— Start of Document text —
We will inspect the running status of the blue compute shop via stackrox.
Deploy the IBM Blue Compute shop if you have not already done so.
Install the tooling if you have not already done so.
Scan and Import the images that are used by the tool-chain if you have not already done so.
Configure StackRox pipeline if you have not already done so.
The tools setup will have installed StackRox. It needs to be configured to monitor the cluster.
Verify using:
oc get po -n stackrox
Output:
Every 2.0s: oc get po -n stackrox kitty-catt-server.ibm.com: Sun Jul 4 12:24:21 2021
NAME READY STATUS RESTARTS AGE
central-7df8c69d6b-lvdsb 1/1 Running 0 2m33s
scanner-7dd9877c46-h2b7r 1/1 Running 0 2m33s
scanner-7dd9877c46-jrnmp 1/1 Running 0 2m33s
scanner-7dd9877c46-kq5x2 1/1 Running 0 2m33s
scanner-db-74f5b84444-z65wv 1/1 Running 0 2m33s
The tools setup has installed StackRox.
helm get notes stackrox-central-services -n stackrox
We are looking for:
helm get notes stackrox-central-services -n stackrox | grep password -A 2 | sed -n 4p | sed 's/^ *//g'
Setup port-forwarding:
oc port-forward svc/central -n stackrox 8443:443
Login via your browser, via right-click, open a new tab "here". (You can ignore the privacy error in your browser)
Use the password that was previously obtained (the user account is "admin"). You should now be logged in:
Go to Platform Configuration, Integrations, Authentication Tokens, StackRox
Click on New Integration and create an API token with Token Name set to sensor_api_token and a role of Sensor Creator.
Copy the generated Token as we will use this later.
Create a API token with Token Name set to admin_api_token & Role set to Admin.
Copy the generated Token as we will use this later.
— End of Document text —
— Start of Supplied material —
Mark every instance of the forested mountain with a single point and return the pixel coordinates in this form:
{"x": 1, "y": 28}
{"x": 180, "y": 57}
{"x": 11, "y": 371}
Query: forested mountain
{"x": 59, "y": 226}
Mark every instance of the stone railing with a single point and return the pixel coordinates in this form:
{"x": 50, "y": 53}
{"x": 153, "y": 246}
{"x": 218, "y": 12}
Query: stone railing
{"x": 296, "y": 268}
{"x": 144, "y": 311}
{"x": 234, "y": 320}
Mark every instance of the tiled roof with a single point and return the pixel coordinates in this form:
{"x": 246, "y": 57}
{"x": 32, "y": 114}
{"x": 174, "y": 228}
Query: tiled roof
— End of Supplied material —
■ Aim 1:
Name every pod that appears in the command output of the StackRox setup guide.
■ Aim 2:
Write the next part of the StackRox setup guide, picking up after its final sentence.

■ Right answer 1:
central-7df8c69d6b-lvdsb
scanner-7dd9877c46-h2b7r
scanner-7dd9877c46-jrnmp
scanner-7dd9877c46-kq5x2
scanner-db-74f5b84444-z65wv

■ Right answer 2:
Your integrations screen should have 2 integrations shown as below;
Close the port-forwarding.
Keep the admin token at hand.
bash tools/stackrox/secure-cluster-services.sh
Paste in the admin api token when prompted.
Wait until stackrox has reconfigured itself by running the command oc get po -n stackrox until all pods are started or you can add the parameter -w or --watch to your command. This parameter will watch for status changes and will display them. So to watch your pods use the command:
oc get po -n stackrox -w
Hint: To stop watch just hit ctrl & c.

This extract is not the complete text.